### Complete the following
**a.** According to the GAN article, how is the Discriminator usually implemented?
**b.** In the records, update the lines from the one containing "Task: an <instance>" through the one containing "positive clicks: (205, 60)", inclusive, by replacing "rough mask" with "coarse mask" and leaving everything else unchanged. Return only those lines.

### Excerpt
★ ★ ★ ★ ★ ★ ★
Generative Adversarial Networks — Demystifid
For those of you, who have already heard about GANs and are wondering What’s the hype about? should definitely go through this kernel to see the immense potential these new species of networks have.
And for those who have probably heard the name for the first time, you would be all the more amazed when you will learn about these networks.
First things first (what are they?)
GANs are a class of Unsupervised Learning Algorithms that do much more than just recognizing image / voice , predicting or translating. They implement deep neural networks or CNN and are comprised of two parts, pitting one against the other (thus the “adversarial”). These two parts are called the Generator and the Discriminator.
Generator — The generator takes the role of a forger and tries to create music/image/speech from random noise. It learns to map from a latent space to a particular data distribution of interest. It generally implements a Deconvolutional Network to do so.
Discriminator- The Discriminator on the other hand takes the role of the evaluater and tries to distinguish the fake data (created by the Generator) from the real one. It is usually implemented as a Convolutional Network.
With that said what follows is a loop in which -
1. The generator tries to maximize the probability of fooling the Discriminator by making the images(for example) more close to real in each step thereby making the Discriminator classify them as real.
2. And the discriminator guides the generator to produce more realistic images , by classifying it’s images as fake.
Let’s fit this into an analogy
You can think of a GAN as a game of cat and mouse between a counterfeiter (Generator) and a cop (Discriminator). The counterfeiter is learning to create fake money, and the cop is learning to detect the fake money. Both of them are learning and improving. The counterfeiter is constantly learning to create better fakes, and the cop is constantly getting better at detecting them. Competition in this game drives both teams to improve their methods until the counterfeits are indistiguishable from the genuine or real money.
GANs’ have incredible potential, because they can learn to imitate any distribution of data. That is, GANs can learn to create worlds spookily similar to our own in any domain: images, music, speech.
GANs have a variety of applications ranging from reconstructing 3D model of objects from images to creating the 2018 painting *Edmond de Belamy* which sold for $432,500 (Woah).
★ ★ ★ ★ ★ ★ ★
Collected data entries

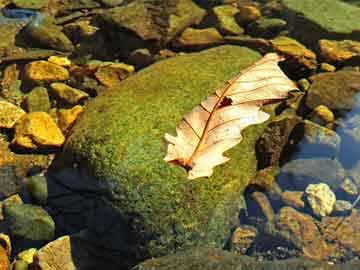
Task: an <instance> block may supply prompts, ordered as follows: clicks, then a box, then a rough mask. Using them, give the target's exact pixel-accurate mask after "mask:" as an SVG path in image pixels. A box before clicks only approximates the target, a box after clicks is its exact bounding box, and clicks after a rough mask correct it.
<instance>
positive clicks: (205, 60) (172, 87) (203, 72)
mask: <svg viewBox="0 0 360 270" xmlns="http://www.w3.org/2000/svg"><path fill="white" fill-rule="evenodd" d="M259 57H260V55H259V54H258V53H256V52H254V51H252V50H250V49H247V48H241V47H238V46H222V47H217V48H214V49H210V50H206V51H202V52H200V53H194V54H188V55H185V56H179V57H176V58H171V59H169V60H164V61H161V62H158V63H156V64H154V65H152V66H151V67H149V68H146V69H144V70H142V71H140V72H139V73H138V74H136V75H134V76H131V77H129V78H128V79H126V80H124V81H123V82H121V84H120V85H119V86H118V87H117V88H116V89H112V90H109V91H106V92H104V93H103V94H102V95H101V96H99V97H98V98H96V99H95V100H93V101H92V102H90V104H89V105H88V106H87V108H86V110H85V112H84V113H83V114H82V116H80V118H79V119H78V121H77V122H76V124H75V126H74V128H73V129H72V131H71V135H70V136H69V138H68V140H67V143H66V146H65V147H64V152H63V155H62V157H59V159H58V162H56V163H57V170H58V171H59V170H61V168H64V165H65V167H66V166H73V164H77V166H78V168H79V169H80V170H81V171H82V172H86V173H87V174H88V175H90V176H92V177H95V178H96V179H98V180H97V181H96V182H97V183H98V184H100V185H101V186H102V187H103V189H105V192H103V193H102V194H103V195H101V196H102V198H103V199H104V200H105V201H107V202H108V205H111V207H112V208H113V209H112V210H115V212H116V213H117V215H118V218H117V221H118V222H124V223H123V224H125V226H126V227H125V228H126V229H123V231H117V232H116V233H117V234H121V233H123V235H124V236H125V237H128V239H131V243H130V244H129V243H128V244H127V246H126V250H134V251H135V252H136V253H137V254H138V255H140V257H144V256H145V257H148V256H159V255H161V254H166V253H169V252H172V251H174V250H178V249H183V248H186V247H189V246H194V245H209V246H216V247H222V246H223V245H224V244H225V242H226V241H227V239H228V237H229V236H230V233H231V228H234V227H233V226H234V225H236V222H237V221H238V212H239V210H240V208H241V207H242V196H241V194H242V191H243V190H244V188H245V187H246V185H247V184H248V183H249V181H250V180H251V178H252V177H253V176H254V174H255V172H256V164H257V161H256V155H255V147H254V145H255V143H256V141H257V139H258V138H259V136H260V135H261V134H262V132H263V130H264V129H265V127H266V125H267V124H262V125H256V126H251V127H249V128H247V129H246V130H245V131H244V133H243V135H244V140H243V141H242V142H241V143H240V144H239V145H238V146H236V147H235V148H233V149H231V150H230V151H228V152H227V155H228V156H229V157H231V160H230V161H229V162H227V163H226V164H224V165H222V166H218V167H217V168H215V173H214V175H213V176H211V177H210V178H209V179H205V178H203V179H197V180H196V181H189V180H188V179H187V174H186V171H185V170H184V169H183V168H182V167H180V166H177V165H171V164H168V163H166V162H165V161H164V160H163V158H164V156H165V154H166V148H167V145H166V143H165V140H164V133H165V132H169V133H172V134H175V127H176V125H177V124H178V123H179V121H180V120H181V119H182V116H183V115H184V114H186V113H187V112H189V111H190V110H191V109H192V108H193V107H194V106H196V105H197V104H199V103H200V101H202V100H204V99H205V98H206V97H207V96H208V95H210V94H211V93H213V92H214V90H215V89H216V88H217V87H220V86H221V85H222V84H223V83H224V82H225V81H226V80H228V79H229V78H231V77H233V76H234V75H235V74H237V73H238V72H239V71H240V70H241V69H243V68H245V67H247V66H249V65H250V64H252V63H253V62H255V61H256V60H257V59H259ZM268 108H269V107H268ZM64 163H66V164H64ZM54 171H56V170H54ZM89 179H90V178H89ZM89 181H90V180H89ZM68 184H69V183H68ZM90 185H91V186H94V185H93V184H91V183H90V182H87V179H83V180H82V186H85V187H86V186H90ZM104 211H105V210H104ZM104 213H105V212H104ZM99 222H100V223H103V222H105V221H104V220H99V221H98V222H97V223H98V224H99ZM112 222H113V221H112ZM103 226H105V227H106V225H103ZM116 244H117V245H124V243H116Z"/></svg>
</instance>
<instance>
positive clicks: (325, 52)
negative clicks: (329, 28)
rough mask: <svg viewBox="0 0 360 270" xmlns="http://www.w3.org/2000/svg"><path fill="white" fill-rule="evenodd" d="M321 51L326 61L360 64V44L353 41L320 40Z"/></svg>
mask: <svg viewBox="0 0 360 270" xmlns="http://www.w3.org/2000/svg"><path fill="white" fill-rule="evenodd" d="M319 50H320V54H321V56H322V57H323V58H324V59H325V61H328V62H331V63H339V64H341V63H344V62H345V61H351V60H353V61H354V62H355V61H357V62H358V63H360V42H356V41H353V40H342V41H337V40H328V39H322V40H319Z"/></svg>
★ ★ ★ ★ ★ ★ ★
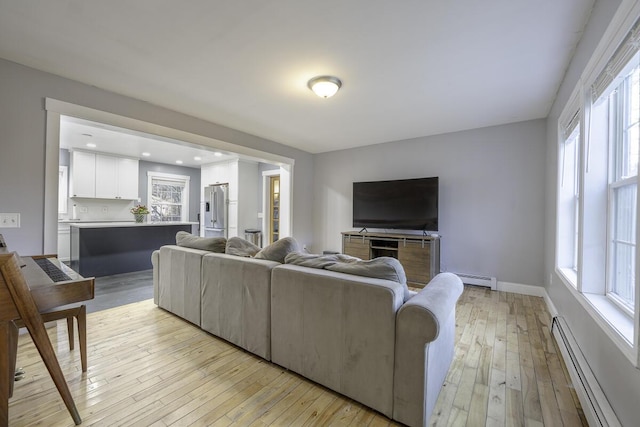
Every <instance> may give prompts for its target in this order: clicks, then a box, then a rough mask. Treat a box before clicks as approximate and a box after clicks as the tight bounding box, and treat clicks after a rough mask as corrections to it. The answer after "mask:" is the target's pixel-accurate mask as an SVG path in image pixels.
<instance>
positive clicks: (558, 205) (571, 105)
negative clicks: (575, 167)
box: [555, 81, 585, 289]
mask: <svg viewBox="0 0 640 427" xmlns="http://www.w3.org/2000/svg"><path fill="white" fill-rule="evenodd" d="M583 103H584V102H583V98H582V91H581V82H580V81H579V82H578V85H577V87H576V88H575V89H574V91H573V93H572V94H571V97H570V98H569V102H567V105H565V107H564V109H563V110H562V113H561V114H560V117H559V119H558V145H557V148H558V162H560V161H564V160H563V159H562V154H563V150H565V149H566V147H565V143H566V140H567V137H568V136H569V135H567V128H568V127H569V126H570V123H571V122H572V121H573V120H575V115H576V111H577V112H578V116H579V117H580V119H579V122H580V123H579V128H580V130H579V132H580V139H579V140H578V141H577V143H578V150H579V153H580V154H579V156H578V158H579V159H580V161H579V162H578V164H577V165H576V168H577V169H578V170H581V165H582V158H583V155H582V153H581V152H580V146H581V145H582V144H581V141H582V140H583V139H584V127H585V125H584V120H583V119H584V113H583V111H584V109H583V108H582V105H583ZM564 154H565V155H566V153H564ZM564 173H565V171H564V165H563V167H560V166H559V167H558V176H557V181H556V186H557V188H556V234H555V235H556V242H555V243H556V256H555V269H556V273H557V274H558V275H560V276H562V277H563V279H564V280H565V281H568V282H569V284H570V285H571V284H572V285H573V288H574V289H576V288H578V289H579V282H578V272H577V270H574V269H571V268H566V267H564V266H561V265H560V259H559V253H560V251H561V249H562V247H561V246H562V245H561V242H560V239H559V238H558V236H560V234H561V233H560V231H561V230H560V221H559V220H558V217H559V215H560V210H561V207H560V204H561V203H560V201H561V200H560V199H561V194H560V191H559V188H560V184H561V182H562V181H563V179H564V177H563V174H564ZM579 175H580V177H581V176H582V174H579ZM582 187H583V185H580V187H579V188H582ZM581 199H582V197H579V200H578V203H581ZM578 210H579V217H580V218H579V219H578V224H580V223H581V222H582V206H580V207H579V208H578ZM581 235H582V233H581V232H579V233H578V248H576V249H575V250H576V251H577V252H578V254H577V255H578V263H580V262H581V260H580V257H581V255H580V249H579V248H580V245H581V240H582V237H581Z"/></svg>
★ ★ ★ ★ ★ ★ ★
### Expected outputs
**a.** As a Convolutional Network.

**b.**
Task: an <instance> block may supply prompts, ordered as follows: clicks, then a box, then a coarse mask. Using them, give the target's exact pixel-accurate mask after "mask:" as an SVG path in image pixels. A box before clicks only approximates the target, a box after clicks is its exact bounding box, and clicks after a coarse mask correct it.
<instance>
positive clicks: (205, 60) (172, 87) (203, 72)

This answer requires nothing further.